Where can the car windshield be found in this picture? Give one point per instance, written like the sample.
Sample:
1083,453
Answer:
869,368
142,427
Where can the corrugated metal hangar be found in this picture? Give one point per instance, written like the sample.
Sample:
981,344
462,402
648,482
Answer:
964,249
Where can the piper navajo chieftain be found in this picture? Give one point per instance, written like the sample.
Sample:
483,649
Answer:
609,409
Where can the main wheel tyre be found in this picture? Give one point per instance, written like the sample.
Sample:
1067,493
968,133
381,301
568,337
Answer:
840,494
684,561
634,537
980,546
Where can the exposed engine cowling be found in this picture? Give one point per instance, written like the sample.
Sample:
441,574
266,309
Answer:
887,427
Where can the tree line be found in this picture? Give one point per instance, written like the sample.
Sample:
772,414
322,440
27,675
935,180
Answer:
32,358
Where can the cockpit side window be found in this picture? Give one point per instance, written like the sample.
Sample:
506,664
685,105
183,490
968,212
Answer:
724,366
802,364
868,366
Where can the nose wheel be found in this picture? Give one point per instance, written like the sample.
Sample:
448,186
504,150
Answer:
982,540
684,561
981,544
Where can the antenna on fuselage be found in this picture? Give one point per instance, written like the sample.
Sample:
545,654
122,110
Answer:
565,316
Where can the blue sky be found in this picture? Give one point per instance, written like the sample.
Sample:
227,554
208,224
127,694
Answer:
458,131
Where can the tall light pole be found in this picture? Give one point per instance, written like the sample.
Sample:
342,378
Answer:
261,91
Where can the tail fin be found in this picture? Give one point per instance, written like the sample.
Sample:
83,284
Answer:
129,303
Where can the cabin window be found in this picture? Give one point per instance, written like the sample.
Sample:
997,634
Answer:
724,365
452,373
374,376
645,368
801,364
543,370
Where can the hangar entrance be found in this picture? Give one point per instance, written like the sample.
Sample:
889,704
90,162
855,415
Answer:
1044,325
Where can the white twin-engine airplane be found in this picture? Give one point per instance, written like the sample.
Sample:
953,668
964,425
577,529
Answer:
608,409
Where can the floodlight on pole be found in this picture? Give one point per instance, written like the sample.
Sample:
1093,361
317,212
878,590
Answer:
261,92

----------------

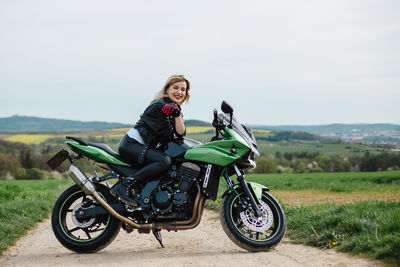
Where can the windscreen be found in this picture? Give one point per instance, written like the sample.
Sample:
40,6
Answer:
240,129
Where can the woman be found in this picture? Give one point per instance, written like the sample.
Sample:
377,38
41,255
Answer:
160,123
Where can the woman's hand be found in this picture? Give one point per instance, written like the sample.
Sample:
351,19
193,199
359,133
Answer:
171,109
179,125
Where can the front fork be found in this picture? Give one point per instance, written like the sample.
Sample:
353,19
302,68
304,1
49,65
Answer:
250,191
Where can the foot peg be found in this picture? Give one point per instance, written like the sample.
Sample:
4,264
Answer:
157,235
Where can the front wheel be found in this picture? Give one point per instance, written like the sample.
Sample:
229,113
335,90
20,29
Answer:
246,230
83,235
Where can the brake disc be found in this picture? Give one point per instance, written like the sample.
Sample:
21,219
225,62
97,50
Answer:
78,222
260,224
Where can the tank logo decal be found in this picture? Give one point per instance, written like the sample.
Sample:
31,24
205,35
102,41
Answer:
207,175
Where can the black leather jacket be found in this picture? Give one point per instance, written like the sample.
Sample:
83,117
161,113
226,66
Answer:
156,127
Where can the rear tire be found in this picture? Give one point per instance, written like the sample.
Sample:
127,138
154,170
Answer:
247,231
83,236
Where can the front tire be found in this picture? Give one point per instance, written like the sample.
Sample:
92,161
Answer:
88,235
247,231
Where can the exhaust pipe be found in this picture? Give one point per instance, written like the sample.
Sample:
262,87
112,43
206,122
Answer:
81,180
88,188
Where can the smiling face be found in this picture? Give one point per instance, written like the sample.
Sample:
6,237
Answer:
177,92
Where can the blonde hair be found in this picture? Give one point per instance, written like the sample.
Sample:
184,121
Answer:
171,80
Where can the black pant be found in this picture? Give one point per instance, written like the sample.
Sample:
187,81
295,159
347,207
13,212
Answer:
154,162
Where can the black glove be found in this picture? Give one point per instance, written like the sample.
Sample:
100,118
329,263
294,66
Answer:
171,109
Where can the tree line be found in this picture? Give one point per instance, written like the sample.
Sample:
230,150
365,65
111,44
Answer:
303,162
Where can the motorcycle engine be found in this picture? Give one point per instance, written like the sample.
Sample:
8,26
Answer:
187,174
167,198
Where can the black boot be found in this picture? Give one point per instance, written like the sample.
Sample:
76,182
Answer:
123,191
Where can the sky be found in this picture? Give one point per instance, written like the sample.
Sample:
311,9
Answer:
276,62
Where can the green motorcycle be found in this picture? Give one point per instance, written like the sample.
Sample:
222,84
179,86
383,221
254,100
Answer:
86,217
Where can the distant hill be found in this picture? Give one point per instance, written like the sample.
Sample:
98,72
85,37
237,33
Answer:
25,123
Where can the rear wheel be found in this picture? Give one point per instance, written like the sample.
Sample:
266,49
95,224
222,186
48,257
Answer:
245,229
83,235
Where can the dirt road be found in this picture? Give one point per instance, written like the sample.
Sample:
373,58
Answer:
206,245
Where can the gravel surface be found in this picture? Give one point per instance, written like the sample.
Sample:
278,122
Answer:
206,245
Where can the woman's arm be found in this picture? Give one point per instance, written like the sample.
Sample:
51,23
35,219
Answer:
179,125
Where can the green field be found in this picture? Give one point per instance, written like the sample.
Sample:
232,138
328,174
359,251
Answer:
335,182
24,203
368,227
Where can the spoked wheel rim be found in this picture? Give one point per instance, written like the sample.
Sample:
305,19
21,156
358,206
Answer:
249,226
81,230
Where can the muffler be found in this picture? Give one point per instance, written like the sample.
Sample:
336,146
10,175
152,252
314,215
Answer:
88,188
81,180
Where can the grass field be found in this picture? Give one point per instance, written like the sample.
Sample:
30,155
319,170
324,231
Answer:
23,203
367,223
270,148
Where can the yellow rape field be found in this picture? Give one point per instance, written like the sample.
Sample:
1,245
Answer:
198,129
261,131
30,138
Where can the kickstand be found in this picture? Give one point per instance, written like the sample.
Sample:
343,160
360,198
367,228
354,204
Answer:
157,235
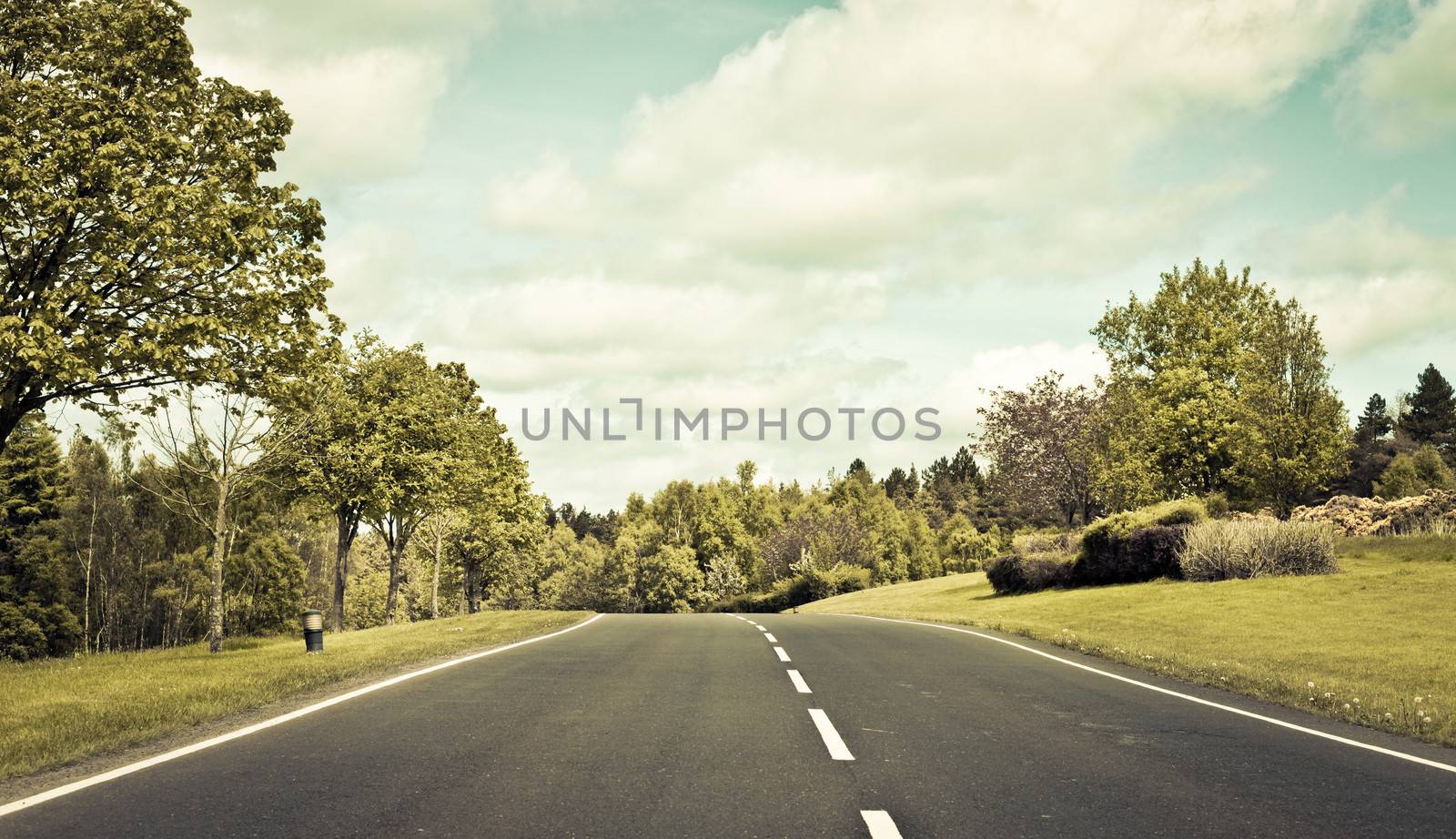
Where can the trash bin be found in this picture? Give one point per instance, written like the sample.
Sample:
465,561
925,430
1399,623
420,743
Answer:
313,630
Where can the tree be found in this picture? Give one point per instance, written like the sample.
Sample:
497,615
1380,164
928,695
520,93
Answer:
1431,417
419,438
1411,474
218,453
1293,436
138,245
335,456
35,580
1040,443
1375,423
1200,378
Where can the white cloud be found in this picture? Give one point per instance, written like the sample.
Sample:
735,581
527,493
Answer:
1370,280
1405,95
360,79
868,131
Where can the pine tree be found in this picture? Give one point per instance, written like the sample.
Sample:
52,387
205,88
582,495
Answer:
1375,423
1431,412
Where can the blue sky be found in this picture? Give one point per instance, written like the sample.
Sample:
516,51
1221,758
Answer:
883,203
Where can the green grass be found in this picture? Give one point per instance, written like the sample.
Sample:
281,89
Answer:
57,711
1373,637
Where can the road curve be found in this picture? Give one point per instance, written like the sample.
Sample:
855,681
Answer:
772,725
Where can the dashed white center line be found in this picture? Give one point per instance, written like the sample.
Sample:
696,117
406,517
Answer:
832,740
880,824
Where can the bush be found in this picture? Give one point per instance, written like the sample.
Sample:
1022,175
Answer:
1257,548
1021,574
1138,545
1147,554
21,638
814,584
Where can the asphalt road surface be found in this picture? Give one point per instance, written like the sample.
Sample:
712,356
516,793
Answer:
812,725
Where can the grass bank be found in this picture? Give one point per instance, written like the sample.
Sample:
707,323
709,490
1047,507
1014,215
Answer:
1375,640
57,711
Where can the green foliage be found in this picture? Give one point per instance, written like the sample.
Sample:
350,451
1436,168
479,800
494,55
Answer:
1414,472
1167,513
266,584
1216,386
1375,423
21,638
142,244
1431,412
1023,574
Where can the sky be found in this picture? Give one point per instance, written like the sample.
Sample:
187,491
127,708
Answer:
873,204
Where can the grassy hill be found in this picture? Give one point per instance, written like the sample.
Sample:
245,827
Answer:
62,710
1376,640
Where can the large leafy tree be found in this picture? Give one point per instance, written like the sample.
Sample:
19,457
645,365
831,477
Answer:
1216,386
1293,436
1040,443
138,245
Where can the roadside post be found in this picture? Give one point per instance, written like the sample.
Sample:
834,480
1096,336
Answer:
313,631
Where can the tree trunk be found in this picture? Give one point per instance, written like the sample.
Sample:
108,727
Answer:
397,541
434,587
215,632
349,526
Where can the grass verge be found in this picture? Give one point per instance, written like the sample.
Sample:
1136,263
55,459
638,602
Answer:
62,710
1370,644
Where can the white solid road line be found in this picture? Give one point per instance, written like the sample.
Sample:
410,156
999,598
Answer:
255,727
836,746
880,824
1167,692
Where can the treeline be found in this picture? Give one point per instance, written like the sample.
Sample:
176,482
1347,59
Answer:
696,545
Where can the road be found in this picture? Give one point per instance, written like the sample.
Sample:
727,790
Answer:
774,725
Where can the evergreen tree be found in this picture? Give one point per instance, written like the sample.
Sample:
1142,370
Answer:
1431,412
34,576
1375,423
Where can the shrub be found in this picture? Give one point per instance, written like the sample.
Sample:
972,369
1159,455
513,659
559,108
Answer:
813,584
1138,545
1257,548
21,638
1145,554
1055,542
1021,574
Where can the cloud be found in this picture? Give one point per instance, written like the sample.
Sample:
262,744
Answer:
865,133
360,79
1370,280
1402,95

----------------

== What you need to do ==
Pull out every line of the material above that contains the string "woman", matching case exactly.

== Result of the exercise ==
Where can the woman be found in this picture? Give one point per instance, written like the sample.
Where can the woman's hand be found in this picture? Give one point per instance, written like the sample.
Where can the woman's arm be found in this picture? Give one point per instance, written like the sample.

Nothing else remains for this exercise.